GOAL OF THE EXERCISE.
Write out every record in full, exactly as written, please.

** Start DATA EXCERPTS **

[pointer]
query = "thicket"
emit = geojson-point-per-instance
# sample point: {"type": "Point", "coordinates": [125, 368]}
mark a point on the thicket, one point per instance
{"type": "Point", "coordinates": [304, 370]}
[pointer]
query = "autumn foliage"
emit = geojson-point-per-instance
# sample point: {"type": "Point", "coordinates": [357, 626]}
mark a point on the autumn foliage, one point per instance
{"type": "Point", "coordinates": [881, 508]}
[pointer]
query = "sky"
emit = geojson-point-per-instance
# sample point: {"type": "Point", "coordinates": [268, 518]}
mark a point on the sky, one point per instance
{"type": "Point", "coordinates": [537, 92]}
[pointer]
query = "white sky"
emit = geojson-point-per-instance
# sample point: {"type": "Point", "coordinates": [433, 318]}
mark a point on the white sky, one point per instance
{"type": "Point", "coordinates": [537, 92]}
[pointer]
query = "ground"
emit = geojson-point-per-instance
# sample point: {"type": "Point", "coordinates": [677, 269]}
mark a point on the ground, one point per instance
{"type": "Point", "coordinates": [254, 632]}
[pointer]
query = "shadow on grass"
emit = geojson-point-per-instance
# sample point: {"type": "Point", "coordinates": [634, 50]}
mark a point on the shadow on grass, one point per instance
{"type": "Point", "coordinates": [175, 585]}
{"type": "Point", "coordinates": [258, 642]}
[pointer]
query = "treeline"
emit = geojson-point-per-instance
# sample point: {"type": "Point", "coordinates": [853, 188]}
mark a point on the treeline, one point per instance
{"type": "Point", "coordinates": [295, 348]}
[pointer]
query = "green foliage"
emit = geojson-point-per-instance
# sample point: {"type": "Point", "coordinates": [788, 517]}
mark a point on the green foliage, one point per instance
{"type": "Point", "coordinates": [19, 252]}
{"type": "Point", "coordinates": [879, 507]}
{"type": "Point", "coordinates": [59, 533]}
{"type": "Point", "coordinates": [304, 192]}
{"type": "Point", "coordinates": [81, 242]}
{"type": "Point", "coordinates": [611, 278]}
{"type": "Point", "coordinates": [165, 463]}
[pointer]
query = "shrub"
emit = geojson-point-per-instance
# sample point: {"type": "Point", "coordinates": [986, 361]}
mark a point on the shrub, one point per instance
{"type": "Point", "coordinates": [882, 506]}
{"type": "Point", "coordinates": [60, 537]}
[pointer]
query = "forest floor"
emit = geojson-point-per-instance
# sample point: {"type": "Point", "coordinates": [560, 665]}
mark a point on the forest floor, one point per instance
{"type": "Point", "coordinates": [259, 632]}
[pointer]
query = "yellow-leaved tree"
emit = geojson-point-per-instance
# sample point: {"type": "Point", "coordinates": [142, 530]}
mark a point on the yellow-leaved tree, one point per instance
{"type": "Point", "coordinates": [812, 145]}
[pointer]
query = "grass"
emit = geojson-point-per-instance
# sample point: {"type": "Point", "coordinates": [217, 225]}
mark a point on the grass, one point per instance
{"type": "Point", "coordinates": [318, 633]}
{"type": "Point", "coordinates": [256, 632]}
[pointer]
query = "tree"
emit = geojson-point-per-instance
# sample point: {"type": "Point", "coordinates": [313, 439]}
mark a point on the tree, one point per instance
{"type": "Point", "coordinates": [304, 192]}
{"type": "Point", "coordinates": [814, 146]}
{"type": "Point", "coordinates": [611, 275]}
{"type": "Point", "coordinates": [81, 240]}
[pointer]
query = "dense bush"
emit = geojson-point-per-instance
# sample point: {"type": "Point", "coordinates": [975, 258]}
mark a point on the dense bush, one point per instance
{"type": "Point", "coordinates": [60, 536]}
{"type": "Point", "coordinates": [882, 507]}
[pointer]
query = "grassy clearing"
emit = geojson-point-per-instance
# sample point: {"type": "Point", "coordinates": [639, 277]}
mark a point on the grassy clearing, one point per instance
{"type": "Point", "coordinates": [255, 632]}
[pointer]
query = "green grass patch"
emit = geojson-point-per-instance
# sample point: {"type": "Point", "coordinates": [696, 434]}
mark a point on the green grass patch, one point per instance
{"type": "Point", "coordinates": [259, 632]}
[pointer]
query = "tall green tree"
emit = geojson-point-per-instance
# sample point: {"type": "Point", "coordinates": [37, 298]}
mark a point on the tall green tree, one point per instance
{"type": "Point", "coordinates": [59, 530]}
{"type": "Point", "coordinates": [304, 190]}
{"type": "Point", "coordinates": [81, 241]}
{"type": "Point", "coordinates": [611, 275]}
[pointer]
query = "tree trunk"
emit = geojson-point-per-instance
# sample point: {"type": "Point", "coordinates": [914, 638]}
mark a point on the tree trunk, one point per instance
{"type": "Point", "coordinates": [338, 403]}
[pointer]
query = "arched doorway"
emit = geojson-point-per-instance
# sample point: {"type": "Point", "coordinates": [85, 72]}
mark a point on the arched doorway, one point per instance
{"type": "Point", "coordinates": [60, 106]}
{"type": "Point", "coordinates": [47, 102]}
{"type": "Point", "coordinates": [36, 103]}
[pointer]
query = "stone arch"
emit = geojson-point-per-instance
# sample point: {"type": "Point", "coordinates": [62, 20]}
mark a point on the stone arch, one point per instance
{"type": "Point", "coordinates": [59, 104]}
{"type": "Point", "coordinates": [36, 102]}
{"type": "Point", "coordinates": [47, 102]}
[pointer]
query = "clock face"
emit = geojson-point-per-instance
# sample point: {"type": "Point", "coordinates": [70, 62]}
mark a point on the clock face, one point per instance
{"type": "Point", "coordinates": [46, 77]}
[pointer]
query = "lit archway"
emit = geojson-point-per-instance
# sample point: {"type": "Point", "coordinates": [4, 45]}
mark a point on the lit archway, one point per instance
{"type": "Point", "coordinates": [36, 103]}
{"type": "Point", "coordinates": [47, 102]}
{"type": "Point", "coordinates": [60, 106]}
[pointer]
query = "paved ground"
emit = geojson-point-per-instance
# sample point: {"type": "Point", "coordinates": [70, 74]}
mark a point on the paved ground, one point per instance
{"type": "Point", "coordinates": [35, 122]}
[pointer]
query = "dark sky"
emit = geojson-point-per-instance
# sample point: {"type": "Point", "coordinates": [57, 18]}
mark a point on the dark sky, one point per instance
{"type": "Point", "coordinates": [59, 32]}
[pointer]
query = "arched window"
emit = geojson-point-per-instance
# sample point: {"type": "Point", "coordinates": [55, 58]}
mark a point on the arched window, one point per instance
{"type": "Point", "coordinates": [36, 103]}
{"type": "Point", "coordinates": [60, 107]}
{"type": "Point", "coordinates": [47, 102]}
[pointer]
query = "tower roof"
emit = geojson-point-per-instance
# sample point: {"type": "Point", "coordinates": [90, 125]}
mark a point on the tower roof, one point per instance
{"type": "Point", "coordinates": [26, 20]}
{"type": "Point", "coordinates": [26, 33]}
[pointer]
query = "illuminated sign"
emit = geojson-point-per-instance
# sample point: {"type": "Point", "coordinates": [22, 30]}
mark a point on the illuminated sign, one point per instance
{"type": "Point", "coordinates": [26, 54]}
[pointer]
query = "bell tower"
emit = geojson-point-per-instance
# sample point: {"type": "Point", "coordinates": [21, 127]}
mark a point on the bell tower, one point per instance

** End DATA EXCERPTS **

TASK SOLUTION.
[pointer]
query = "thicket"
emit = geojson-point-per-instance
# sample point: {"type": "Point", "coordinates": [125, 368]}
mark a point on the thicket, one point per instance
{"type": "Point", "coordinates": [304, 370]}
[pointer]
query = "autumn foliage"
emit = geojson-point-per-instance
# sample point: {"type": "Point", "coordinates": [357, 626]}
mark a point on the autumn foliage, one point per instance
{"type": "Point", "coordinates": [881, 508]}
[pointer]
query = "sky"
emit = geojson-point-per-instance
# sample point: {"type": "Point", "coordinates": [268, 518]}
mark a point on the sky, one point per instance
{"type": "Point", "coordinates": [537, 92]}
[pointer]
query = "white sky"
emit = geojson-point-per-instance
# sample point: {"type": "Point", "coordinates": [433, 318]}
mark a point on the white sky, one point per instance
{"type": "Point", "coordinates": [537, 92]}
[pointer]
query = "ground"
emit = geojson-point-per-instance
# sample point: {"type": "Point", "coordinates": [677, 269]}
mark a point on the ground, one point per instance
{"type": "Point", "coordinates": [254, 632]}
[pointer]
query = "shadow on grass"
emit = geojson-point-per-instance
# sample point: {"type": "Point", "coordinates": [634, 50]}
mark a point on the shadow on grass, one point per instance
{"type": "Point", "coordinates": [175, 585]}
{"type": "Point", "coordinates": [258, 642]}
[pointer]
query = "treeline"
emit = geojson-point-per-instance
# sample point: {"type": "Point", "coordinates": [853, 188]}
mark a point on the treeline, one point per instance
{"type": "Point", "coordinates": [295, 348]}
[pointer]
query = "green foliage"
emit = geojson-point-per-instance
# sample point: {"type": "Point", "coordinates": [788, 517]}
mark a point on the green foliage, one point per instance
{"type": "Point", "coordinates": [19, 252]}
{"type": "Point", "coordinates": [879, 507]}
{"type": "Point", "coordinates": [59, 533]}
{"type": "Point", "coordinates": [304, 192]}
{"type": "Point", "coordinates": [81, 242]}
{"type": "Point", "coordinates": [611, 278]}
{"type": "Point", "coordinates": [165, 463]}
[pointer]
query = "shrub"
emit = geojson-point-per-instance
# sample point: {"type": "Point", "coordinates": [986, 361]}
mark a point on the shrub, one point per instance
{"type": "Point", "coordinates": [882, 506]}
{"type": "Point", "coordinates": [60, 537]}
[pointer]
query = "forest floor"
emit = geojson-point-per-instance
# sample point: {"type": "Point", "coordinates": [560, 665]}
mark a point on the forest floor, one point per instance
{"type": "Point", "coordinates": [259, 632]}
[pointer]
query = "yellow-leaved tree"
emit = geojson-point-per-instance
# sample point: {"type": "Point", "coordinates": [142, 530]}
mark a point on the yellow-leaved tree, one point per instance
{"type": "Point", "coordinates": [812, 145]}
[pointer]
query = "grass"
emit = geojson-point-per-instance
# sample point: {"type": "Point", "coordinates": [217, 225]}
mark a point on the grass, one point per instance
{"type": "Point", "coordinates": [318, 633]}
{"type": "Point", "coordinates": [256, 632]}
[pointer]
query = "tree"
emit = geojson-point-per-instance
# sample point: {"type": "Point", "coordinates": [313, 439]}
mark a point on the tree, one point per instance
{"type": "Point", "coordinates": [304, 192]}
{"type": "Point", "coordinates": [814, 146]}
{"type": "Point", "coordinates": [611, 275]}
{"type": "Point", "coordinates": [81, 240]}
[pointer]
query = "dense bush"
emit = geojson-point-per-instance
# sample point: {"type": "Point", "coordinates": [975, 258]}
mark a point on the dense bush, one point per instance
{"type": "Point", "coordinates": [60, 536]}
{"type": "Point", "coordinates": [882, 507]}
[pointer]
query = "grassy clearing"
emit = geojson-point-per-instance
# sample point: {"type": "Point", "coordinates": [639, 277]}
mark a point on the grassy clearing, one point per instance
{"type": "Point", "coordinates": [255, 632]}
[pointer]
query = "green grass patch"
emit = geojson-point-per-instance
# sample point: {"type": "Point", "coordinates": [696, 434]}
mark a point on the green grass patch, one point per instance
{"type": "Point", "coordinates": [259, 632]}
[pointer]
query = "tall green tree"
emit = geojson-point-per-instance
# sample point: {"type": "Point", "coordinates": [37, 298]}
mark a point on the tall green tree, one point per instance
{"type": "Point", "coordinates": [59, 530]}
{"type": "Point", "coordinates": [304, 190]}
{"type": "Point", "coordinates": [81, 241]}
{"type": "Point", "coordinates": [611, 275]}
[pointer]
query = "tree trunk"
emit = geojson-point-per-instance
# sample point: {"type": "Point", "coordinates": [914, 638]}
mark a point on the tree trunk, one point per instance
{"type": "Point", "coordinates": [338, 403]}
[pointer]
query = "arched doorway"
emit = geojson-point-per-instance
# sample point: {"type": "Point", "coordinates": [85, 72]}
mark a point on the arched doorway, one point per instance
{"type": "Point", "coordinates": [60, 106]}
{"type": "Point", "coordinates": [47, 102]}
{"type": "Point", "coordinates": [36, 103]}
[pointer]
query = "stone arch"
emit = geojson-point-per-instance
# sample point: {"type": "Point", "coordinates": [62, 20]}
mark a point on the stone arch, one point per instance
{"type": "Point", "coordinates": [59, 104]}
{"type": "Point", "coordinates": [36, 102]}
{"type": "Point", "coordinates": [47, 102]}
[pointer]
query = "clock face"
emit = geojson-point-per-instance
# sample point: {"type": "Point", "coordinates": [70, 62]}
mark a point on the clock face, one point per instance
{"type": "Point", "coordinates": [46, 77]}
[pointer]
query = "lit archway"
emit = geojson-point-per-instance
# sample point: {"type": "Point", "coordinates": [4, 45]}
mark a point on the lit archway, one point per instance
{"type": "Point", "coordinates": [36, 103]}
{"type": "Point", "coordinates": [47, 102]}
{"type": "Point", "coordinates": [60, 106]}
[pointer]
query = "paved ground"
emit = geojson-point-per-instance
# sample point: {"type": "Point", "coordinates": [70, 74]}
mark a point on the paved ground, one point per instance
{"type": "Point", "coordinates": [35, 122]}
[pointer]
query = "dark sky"
emit = geojson-point-per-instance
# sample point: {"type": "Point", "coordinates": [57, 18]}
mark a point on the dark sky, one point per instance
{"type": "Point", "coordinates": [59, 32]}
[pointer]
query = "arched window"
emit = geojson-point-per-instance
# sample point: {"type": "Point", "coordinates": [55, 58]}
mark a point on the arched window, one point per instance
{"type": "Point", "coordinates": [36, 103]}
{"type": "Point", "coordinates": [60, 107]}
{"type": "Point", "coordinates": [47, 102]}
[pointer]
query = "tower roof"
emit = geojson-point-per-instance
# sample point: {"type": "Point", "coordinates": [90, 125]}
mark a point on the tower roof, one point per instance
{"type": "Point", "coordinates": [26, 20]}
{"type": "Point", "coordinates": [26, 33]}
[pointer]
query = "illuminated sign"
emit = geojson-point-per-instance
# sample point: {"type": "Point", "coordinates": [22, 30]}
mark a point on the illuminated sign, one point per instance
{"type": "Point", "coordinates": [26, 54]}
[pointer]
query = "bell tower"
emit = geojson-point-per-instance
# sample point: {"type": "Point", "coordinates": [21, 127]}
mark a point on the bell tower, one point per instance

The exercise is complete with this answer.